The channel began modestly as an experimental broadcaster in Delhi on 15 September 1959, with a small transmitter and a makeshift studio. Regular daily transmission commenced in 1965 as part of All India Radio, with a five-minute news bulletin read by Pratima Puri. Salma Sultan joined Doordarshan in 1967 and became a news anchor. Gitanjali Aiyar, Neethi Ravindran, and Rini Simon became popular news anchors in the 1970s.

Krishi Darshan, which debuted on Doordarshan on 26 January 1967, is considered Indian television's longest-running programme.

Television services were expanded to Bombay (now Mumbai) and Amritsar in 1972. By 1975, only seven Indian cities had access to television, with Doordarshan being the sole provider in the country.

On 1 April 1976, television services were officially separated from radio. All India Radio and Doordarshan were placed under the management of separate Directors-General in New Delhi. In 1982, Doordarshan transitioned into a national broadcaster.

=== Nationwide transmission ===

National 1 telecasts (DD National) were introduced in 1982. Colour television in India was introduced with the live telecast of Prime Minister Indira Gandhi's Independence Day speech on 15 August 1982, followed by the colour broadcast of the 1982 Asian Games held in Delhi. Two years later, Doordarshan evolved into a structured TV network. The sole TV channel was split into DD-1, a nationally broadcast channel, and DD-2, a city-focused channel. In 1993, they were rebranded as DD National and DD Metro to compete with the then-newly privatised television industry.

According to Mitra, with the start of nationwide transmission in the 1980s Doordarshan began to push a homogenous hegemonic national image of India as a North Indian Hindu Hindi-speaking nation via the broadcast of shows such as Mahabharat (1988 TV series) and Ramayan (1987 TV series). Mitra states Doordarshan's choice of programming depicted other religions, regions, and languages as "marginal or sometimes deviant".

The live telecasts of the opening and closing ceremonies of the 2012 Summer Olympics were aired on Doordarshan's national channel, while DD Sports offered round-the-clock coverage of the event.

Source information
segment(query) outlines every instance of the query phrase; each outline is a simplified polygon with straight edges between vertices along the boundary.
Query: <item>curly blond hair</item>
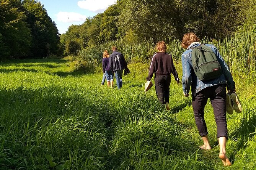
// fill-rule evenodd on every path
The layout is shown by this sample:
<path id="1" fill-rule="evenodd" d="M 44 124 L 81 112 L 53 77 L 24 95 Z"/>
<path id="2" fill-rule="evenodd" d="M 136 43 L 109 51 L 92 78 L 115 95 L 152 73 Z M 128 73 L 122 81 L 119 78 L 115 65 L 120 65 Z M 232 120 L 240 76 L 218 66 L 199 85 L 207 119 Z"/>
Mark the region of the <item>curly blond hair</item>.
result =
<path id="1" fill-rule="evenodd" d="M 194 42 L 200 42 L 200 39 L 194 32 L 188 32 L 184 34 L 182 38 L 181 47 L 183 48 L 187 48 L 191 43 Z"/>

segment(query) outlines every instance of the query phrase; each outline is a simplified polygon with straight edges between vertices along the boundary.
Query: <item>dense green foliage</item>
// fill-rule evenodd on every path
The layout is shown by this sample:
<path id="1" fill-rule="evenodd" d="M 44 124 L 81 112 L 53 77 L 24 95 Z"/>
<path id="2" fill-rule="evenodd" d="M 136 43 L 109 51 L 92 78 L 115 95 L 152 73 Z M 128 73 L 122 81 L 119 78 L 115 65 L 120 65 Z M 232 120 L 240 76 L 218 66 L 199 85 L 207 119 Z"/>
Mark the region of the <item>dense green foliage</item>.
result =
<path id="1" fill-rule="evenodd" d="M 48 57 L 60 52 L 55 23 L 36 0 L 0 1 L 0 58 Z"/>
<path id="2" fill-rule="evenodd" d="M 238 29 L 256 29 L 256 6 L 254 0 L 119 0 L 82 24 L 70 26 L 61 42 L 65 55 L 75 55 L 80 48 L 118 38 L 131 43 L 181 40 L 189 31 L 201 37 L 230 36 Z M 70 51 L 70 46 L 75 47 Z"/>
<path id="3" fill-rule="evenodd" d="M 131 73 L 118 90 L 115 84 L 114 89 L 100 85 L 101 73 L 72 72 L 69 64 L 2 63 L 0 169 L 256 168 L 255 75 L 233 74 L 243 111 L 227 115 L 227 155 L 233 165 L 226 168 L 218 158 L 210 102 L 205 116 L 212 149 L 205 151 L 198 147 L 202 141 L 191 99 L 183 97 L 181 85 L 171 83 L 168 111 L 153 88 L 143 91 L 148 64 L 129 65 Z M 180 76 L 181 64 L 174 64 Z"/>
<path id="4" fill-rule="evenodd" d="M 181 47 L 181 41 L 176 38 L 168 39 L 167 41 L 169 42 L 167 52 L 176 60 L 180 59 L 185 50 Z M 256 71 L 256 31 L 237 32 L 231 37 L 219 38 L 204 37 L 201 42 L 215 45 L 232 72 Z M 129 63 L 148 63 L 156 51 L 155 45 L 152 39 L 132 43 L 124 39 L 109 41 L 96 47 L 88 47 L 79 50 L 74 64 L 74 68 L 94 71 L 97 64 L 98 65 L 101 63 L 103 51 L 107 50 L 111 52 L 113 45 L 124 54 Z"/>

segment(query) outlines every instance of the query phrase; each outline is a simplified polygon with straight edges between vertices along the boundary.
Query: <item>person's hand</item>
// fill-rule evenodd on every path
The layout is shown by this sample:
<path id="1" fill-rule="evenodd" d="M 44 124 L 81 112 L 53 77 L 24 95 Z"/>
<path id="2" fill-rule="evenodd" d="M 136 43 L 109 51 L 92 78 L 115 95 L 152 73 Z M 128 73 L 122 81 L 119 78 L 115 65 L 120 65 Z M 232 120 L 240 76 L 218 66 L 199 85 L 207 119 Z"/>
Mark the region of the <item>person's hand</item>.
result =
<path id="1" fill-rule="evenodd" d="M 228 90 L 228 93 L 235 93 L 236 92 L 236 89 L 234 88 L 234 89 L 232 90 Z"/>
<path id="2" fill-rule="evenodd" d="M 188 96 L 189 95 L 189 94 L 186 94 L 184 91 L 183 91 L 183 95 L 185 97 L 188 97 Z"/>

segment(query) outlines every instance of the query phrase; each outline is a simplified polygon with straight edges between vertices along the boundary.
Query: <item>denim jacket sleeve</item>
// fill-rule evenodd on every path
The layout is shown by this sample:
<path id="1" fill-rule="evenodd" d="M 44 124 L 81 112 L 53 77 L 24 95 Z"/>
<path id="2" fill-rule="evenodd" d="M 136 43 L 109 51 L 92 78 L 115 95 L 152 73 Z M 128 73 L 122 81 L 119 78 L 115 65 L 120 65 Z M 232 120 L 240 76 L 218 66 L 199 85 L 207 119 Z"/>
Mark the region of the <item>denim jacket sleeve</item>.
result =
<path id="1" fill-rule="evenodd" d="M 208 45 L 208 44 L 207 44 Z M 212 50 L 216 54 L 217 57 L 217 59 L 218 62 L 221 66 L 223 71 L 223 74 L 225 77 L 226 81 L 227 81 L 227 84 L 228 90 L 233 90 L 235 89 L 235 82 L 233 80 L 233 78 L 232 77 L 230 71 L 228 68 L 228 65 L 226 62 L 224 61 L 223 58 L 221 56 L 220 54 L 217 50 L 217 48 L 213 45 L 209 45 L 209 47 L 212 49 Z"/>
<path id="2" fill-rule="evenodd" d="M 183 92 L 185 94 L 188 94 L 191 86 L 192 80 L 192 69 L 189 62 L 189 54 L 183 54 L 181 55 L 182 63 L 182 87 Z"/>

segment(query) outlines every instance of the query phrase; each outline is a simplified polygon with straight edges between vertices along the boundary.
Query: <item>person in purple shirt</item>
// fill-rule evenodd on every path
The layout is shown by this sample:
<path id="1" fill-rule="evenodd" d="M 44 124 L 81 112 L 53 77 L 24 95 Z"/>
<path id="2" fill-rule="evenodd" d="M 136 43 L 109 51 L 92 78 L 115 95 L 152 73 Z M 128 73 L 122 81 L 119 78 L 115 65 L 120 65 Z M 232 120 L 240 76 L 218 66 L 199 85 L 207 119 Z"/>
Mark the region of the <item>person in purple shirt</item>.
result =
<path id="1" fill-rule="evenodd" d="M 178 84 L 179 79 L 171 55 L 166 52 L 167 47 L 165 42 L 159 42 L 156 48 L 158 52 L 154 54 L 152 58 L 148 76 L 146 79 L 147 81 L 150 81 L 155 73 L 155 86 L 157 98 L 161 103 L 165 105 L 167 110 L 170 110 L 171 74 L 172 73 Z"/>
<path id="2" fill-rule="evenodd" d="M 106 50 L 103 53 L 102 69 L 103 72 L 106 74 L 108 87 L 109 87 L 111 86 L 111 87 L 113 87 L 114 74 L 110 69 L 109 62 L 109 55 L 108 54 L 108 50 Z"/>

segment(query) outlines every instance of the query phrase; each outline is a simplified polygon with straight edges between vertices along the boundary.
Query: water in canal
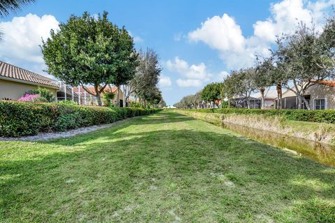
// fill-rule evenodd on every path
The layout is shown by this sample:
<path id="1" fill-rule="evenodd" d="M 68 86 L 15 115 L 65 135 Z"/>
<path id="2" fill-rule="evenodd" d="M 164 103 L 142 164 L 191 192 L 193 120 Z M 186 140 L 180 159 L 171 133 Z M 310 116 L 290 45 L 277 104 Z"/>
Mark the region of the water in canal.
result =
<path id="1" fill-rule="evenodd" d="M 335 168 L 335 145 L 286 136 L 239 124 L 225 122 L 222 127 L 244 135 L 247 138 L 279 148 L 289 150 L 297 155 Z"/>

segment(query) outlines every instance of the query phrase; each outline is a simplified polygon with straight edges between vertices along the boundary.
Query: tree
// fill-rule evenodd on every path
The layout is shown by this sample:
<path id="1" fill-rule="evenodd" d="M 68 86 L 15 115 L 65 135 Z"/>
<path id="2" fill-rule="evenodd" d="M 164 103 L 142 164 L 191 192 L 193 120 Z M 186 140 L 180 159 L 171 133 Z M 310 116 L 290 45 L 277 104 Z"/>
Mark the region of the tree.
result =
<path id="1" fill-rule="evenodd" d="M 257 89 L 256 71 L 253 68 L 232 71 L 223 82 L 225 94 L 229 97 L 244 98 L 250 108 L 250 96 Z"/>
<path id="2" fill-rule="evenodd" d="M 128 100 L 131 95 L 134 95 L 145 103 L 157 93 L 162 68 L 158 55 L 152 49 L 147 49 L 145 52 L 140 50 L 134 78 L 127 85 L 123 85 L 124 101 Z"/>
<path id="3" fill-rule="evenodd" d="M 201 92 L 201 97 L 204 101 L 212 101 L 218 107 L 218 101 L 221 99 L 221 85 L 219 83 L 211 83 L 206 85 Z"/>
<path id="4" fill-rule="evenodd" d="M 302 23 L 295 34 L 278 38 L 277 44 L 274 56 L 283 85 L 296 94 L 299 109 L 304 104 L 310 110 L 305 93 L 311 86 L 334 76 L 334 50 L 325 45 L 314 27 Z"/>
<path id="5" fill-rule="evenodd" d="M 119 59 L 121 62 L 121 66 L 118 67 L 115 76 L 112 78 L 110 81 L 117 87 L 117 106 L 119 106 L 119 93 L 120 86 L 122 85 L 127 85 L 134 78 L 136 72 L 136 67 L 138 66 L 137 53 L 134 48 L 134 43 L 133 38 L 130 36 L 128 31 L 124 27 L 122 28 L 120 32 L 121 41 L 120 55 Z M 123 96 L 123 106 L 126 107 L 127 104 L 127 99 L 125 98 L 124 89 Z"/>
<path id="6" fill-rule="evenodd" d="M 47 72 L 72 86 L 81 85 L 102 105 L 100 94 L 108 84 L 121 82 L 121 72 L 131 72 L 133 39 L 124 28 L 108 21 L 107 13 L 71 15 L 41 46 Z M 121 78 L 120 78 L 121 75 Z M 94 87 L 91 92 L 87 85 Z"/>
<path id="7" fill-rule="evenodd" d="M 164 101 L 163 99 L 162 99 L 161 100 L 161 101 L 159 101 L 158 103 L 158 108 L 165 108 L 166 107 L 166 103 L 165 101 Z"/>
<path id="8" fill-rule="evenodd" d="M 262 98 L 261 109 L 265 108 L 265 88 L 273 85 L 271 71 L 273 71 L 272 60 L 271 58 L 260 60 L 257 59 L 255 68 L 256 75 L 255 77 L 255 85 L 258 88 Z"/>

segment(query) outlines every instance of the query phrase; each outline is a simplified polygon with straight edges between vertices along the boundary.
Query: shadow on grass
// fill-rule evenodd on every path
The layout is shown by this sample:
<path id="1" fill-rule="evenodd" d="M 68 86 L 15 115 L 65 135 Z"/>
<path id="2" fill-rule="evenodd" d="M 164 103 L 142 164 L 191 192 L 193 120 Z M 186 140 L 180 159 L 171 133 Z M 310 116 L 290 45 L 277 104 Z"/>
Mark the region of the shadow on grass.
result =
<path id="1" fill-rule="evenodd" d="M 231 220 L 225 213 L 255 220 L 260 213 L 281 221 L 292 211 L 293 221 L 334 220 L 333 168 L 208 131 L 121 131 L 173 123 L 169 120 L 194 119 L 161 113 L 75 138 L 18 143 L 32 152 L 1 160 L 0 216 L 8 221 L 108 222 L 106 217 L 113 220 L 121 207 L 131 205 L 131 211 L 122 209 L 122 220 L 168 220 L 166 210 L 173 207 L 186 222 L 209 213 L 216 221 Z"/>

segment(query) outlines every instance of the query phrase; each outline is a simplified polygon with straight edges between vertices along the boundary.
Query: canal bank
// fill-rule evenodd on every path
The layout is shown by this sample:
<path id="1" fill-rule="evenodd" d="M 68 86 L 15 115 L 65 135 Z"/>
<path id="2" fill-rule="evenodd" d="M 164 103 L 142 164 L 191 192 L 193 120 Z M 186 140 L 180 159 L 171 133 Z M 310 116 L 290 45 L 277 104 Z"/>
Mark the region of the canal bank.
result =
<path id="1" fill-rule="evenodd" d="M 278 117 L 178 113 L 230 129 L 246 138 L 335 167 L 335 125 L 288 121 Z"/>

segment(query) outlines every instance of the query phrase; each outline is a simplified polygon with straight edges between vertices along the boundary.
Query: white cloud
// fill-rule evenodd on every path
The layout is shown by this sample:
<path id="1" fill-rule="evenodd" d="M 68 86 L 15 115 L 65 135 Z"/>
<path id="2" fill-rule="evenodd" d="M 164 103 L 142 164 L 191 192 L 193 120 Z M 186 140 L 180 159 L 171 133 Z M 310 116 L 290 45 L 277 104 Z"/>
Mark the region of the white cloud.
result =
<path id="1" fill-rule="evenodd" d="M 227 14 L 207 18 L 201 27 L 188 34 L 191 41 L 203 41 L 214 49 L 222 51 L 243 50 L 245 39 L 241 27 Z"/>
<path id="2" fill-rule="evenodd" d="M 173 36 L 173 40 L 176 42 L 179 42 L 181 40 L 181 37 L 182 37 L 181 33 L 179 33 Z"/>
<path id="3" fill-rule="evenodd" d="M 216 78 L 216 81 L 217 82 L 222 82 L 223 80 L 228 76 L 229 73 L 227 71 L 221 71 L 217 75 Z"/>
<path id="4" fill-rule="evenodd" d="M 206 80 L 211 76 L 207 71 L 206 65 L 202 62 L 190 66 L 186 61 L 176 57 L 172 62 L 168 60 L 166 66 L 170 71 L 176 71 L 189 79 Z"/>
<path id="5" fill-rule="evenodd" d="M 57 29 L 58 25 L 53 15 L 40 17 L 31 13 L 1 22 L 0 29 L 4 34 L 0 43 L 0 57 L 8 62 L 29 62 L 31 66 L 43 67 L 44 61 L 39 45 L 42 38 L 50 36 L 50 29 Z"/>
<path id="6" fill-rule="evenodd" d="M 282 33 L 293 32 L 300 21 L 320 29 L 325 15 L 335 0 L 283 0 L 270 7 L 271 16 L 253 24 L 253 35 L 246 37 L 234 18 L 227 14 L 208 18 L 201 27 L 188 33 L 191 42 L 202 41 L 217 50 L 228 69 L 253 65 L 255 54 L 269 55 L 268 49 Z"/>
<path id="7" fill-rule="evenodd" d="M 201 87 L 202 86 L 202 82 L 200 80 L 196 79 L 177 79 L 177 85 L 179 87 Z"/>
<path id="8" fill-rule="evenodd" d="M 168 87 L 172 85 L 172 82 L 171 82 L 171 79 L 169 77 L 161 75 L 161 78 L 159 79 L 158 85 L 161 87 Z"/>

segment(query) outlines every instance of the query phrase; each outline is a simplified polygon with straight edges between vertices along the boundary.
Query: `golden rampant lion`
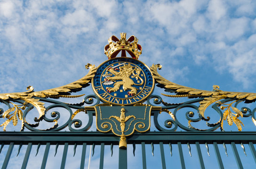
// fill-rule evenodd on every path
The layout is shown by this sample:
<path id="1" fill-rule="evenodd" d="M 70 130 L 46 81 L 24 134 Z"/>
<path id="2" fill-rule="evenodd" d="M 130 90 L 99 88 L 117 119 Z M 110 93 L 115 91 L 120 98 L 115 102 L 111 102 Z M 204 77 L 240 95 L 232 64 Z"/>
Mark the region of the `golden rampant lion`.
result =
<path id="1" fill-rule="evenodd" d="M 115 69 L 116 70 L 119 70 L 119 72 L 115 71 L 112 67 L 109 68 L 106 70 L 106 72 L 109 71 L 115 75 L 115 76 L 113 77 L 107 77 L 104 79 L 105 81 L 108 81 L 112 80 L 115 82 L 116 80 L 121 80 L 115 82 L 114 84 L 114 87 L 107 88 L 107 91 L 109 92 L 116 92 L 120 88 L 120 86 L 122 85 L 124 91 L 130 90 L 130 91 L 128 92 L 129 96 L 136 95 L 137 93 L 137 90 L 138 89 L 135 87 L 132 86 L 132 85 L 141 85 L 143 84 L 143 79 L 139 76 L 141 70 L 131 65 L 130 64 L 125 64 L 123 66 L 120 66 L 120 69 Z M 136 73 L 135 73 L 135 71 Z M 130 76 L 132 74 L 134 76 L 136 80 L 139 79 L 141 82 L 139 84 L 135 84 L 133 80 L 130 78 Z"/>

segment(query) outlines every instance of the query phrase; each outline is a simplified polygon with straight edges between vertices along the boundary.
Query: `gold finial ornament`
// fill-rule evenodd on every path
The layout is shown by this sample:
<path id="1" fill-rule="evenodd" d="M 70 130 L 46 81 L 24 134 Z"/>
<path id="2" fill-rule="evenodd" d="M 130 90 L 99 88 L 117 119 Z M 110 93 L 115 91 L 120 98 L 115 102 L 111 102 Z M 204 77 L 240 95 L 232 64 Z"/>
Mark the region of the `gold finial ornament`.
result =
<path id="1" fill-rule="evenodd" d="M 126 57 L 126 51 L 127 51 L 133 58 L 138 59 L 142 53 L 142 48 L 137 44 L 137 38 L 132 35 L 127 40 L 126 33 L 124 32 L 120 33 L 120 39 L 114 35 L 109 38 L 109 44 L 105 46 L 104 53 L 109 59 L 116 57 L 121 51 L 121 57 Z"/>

Problems to work on
• a. For each statement, answer yes or no according to the Doordarshan history, and quote the words of the text that decide it. (i) Regular daily transmission began in 1965. (ii) Television services reached Bombay and Amritsar in 1975. (iii) DD-1 and DD-2 were rebranded as DD National and DD Metro in 1993.
• b. Please rewrite everything from "The channel began" down to "in the country." in the Doordarshan history, putting "DD" wherever "Doordarshan" appears.

Written responses
• a.
(i) Yes: "Regular daily transmission commenced in 1965 as part of All India Radio"
(ii) No: "Television services were expanded to Bombay (now Mumbai) and Amritsar in 1972."
(iii) Yes: "In 1993, they were rebranded as DD National and DD Metro"

• b.
The channel began modestly as an experimental broadcaster in Delhi on 15 September 1959, with a small transmitter and a makeshift studio. Regular daily transmission commenced in 1965 as part of All India Radio, with a five-minute news bulletin read by Pratima Puri. Salma Sultan joined DD in 1967 and became a news anchor. Gitanjali Aiyar, Neethi Ravindran, and Rini Simon became popular news anchors in the 1970s.

Krishi Darshan, which debuted on DD on 26 January 1967, is considered Indian television's longest-running programme.

Television services were expanded to Bombay (now Mumbai) and Amritsar in 1972. By 1975, only seven Indian cities had access to television, with DD being the sole provider in the country.